Never run active scans against live control systems (PLCs, ECDIS, AMS). Use only known management IPs and test workstations. Unexpected traffic to control systems can trigger safety alarms or watchdog resets.

2. Access Control Verification

Verify that accounts, credentials, and role-based restrictions are enforced as configured — not just as documented.

Check How to Verify Expected Result
Offboarded crew accounts Pull the user list from each CBS (ECDIS, AMS, engine monitoring). Cross-reference with the current crew list. No accounts for personnel not currently onboard.
Default credentials Attempt login using the manufacturer default username/password on each system. Check vendor manuals for defaults. All defaults must have been changed. Login must fail.
RBAC enforcement Log in with a read-only crew account and attempt to access an admin function (e.g., configuration export, user management). Access denied. Function is greyed out or returns an error.
Shared / generic accounts Check for any accounts named “admin”, “operator”, “user”, or similar that are not tied to a named individual. No shared accounts in use. Each account maps to a named person.

3. Firewall Rule Verification

Firewall rules can drift silently — a vendor visit that required a temporary port opening, a patch that reset defaults, or a misconfiguration during an update. Periodic rule review is mandatory under E26.

ETO Rule Review Checklist

  • Export the current firewall ruleset and compare it against the approved baseline in your Monitoring Config SOP.
  • Look for any rules with source = ANY or destination = ANY — these are almost always overly permissive.
  • Check for temporary rules created during the last maintenance period that were never removed.
  • Confirm the default-deny rule is still the last rule in the chain — all traffic not explicitly permitted must be dropped.
  • Verify that remote access ports (RDP 3389, SSH 22, VNC 5900) are blocked on the OT-side interfaces unless explicitly required.

Useful command — check listening ports on a Windows CBS workstation

netstat -an | findstr LISTENING

Run this on any CBS workstation to see what ports are open and accepting connections. Any unexpected service (e.g., a remote desktop port you did not configure) should be investigated immediately.

→ **Records**
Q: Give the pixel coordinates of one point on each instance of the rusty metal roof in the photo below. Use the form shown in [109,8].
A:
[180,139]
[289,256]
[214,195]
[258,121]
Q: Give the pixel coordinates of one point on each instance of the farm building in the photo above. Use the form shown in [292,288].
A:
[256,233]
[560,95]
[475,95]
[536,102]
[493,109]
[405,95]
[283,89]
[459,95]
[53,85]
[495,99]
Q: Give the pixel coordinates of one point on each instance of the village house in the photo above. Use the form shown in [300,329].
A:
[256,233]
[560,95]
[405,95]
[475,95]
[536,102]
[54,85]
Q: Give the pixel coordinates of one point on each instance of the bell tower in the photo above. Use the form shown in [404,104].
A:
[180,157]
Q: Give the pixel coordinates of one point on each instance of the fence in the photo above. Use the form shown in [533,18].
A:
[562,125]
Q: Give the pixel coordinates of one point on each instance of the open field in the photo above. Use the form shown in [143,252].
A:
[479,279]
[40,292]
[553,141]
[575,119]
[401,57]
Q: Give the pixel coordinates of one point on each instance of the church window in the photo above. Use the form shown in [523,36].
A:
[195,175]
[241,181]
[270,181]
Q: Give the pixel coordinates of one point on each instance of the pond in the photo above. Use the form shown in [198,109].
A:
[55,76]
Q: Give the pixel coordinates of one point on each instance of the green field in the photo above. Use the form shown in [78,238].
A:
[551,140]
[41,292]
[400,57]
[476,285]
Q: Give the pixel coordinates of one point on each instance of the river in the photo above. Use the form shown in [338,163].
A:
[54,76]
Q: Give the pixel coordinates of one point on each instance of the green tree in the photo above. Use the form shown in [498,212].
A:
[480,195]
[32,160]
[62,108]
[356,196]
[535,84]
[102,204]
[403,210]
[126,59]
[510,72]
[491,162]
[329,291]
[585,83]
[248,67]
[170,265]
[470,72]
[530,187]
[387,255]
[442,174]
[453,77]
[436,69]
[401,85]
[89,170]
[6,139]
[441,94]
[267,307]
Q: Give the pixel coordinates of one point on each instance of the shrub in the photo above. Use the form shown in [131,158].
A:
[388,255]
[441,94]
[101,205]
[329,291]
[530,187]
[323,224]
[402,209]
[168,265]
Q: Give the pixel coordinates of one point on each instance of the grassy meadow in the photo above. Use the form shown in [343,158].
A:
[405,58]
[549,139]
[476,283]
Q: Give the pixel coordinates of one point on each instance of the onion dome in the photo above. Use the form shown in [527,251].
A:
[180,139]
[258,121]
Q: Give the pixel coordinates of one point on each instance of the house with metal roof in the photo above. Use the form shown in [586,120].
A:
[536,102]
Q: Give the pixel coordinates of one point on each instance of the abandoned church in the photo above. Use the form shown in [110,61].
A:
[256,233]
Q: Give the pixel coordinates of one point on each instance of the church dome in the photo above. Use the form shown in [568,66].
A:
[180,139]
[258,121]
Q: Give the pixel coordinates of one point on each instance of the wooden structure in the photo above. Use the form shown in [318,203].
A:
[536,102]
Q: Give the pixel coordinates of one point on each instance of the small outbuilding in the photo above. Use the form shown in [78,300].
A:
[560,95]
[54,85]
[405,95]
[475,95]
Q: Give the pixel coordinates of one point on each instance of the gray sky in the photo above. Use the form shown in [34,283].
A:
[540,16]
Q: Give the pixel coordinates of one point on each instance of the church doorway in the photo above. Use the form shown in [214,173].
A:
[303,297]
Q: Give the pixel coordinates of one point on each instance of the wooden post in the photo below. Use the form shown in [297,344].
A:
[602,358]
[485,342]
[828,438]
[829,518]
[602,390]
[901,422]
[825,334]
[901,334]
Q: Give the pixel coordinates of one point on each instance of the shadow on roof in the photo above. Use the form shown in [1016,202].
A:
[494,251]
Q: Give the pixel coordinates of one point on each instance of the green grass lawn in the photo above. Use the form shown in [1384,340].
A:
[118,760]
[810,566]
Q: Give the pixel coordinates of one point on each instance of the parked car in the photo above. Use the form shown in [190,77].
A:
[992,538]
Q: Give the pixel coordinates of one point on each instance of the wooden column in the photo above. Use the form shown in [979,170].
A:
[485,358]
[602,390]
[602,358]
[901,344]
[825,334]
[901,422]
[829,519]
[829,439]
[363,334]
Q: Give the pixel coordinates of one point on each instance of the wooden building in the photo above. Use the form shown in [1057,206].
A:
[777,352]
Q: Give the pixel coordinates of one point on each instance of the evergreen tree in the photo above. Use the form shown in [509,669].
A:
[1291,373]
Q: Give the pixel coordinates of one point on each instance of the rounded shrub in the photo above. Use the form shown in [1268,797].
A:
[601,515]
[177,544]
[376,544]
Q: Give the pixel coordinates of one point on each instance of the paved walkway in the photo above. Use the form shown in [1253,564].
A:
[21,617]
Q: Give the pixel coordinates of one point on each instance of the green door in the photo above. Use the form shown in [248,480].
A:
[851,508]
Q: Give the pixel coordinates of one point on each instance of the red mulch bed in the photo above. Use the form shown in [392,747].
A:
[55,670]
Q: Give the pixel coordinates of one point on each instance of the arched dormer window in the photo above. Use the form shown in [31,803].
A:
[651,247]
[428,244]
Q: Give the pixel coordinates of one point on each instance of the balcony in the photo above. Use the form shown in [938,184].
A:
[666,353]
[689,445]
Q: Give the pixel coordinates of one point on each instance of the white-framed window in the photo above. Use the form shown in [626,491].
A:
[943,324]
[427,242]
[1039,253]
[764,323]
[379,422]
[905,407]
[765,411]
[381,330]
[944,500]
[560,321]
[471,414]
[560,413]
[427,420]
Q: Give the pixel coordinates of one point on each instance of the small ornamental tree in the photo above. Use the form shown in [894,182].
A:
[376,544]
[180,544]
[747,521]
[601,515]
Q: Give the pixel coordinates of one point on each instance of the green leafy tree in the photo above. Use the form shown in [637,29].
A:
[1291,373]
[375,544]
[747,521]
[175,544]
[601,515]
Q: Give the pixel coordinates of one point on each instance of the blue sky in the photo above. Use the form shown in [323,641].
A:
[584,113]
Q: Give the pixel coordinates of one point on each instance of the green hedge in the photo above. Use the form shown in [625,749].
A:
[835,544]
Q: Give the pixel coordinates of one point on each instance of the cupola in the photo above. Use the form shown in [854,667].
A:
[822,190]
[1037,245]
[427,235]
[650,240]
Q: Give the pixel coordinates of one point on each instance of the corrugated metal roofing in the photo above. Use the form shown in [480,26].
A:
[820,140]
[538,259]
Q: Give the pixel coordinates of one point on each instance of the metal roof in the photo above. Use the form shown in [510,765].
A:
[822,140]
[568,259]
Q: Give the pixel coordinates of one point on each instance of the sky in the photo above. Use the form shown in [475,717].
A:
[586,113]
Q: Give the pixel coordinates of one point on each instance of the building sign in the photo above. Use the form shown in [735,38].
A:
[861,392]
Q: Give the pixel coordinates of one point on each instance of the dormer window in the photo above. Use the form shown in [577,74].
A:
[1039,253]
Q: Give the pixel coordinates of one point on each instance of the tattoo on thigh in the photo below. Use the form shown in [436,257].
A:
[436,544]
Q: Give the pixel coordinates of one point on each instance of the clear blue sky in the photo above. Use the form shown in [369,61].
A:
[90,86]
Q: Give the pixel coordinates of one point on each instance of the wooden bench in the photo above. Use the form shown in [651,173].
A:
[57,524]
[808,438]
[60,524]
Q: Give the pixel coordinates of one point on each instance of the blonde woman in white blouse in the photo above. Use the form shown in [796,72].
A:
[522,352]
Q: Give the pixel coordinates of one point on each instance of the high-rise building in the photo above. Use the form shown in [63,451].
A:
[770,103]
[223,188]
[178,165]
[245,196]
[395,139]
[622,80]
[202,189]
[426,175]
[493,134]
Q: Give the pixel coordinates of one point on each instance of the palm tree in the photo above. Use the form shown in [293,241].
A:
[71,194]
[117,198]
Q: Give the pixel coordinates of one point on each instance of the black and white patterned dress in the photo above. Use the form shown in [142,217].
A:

→ **Required action**
Update the stretch of the security verification guide from "Firewall rules can" through "must be dropped." and write it out with "baseline" swapped for "reference configuration". The rows have nothing to do with the security verification guide.

→ **Output of the exercise**
Firewall rules can drift silently — a vendor visit that required a temporary port opening, a patch that reset defaults, or a misconfiguration during an update. Periodic rule review is mandatory under E26.

ETO Rule Review Checklist

  • Export the current firewall ruleset and compare it against the approved reference configuration in your Monitoring Config SOP.
  • Look for any rules with source = ANY or destination = ANY — these are almost always overly permissive.
  • Check for temporary rules created during the last maintenance period that were never removed.
  • Confirm the default-deny rule is still the last rule in the chain — all traffic not explicitly permitted must be dropped.